> [EXERCISE DESCRIPTION]: Copy the line containing "shaped like [296,215].", then all lines after it up to and including the final line of the material, exactly and without additions.

[Records from a collection]
※

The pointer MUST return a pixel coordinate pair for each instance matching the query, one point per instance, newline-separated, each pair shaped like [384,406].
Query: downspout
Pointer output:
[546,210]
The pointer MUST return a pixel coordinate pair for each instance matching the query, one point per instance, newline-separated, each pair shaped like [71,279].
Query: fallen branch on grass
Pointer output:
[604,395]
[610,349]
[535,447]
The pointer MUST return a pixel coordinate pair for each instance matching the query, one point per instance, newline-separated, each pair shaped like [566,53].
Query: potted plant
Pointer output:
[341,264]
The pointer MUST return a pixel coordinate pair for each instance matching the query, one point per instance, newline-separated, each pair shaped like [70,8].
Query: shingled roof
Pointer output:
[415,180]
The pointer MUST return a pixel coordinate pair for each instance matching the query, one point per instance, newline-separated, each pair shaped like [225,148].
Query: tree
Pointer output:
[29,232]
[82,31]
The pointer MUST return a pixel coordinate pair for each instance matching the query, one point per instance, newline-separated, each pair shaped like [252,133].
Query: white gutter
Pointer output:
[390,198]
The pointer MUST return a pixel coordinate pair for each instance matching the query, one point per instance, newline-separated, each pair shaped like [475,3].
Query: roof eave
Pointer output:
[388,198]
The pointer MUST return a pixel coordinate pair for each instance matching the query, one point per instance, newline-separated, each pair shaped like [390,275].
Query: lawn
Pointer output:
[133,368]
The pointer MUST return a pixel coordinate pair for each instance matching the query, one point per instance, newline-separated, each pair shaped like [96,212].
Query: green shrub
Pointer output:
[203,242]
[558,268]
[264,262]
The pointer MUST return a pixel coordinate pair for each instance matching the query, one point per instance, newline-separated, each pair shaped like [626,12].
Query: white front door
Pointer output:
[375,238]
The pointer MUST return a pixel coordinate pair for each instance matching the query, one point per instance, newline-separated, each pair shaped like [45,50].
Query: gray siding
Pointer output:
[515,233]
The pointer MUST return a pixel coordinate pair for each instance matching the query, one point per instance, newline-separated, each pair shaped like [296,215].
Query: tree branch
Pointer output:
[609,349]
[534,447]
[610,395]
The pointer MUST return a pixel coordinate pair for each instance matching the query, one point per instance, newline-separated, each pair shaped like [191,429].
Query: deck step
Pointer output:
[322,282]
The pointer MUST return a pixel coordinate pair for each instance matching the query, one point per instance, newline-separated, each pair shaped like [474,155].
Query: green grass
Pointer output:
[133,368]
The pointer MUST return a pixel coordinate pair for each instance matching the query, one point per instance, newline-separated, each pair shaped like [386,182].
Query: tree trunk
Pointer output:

※

> [OUTPUT]:
The pointer MUST return a pixel coordinate pair for each instance matching the query, one point per instance, newline-separated, each pair shaped like [296,215].
Query: tree branch
Pointer output:
[609,349]
[534,447]
[610,395]
The pointer MUST return a pixel coordinate pair for each instance matching the query, one point per instance, newline-separated, each pair shaped like [191,429].
Query: deck step
Pointer output:
[322,282]
The pointer MUST return a pixel coordinate pair for each instance matching the query, one point per instance, newline-separated, each pair shaped like [474,155].
Query: green grass
Pointer output:
[133,368]
The pointer MUST return a pixel coordinate pair for each instance matching the query, one point per instance, newline-separated, each pair shaped like [386,182].
Query: tree trunk
Pointer output:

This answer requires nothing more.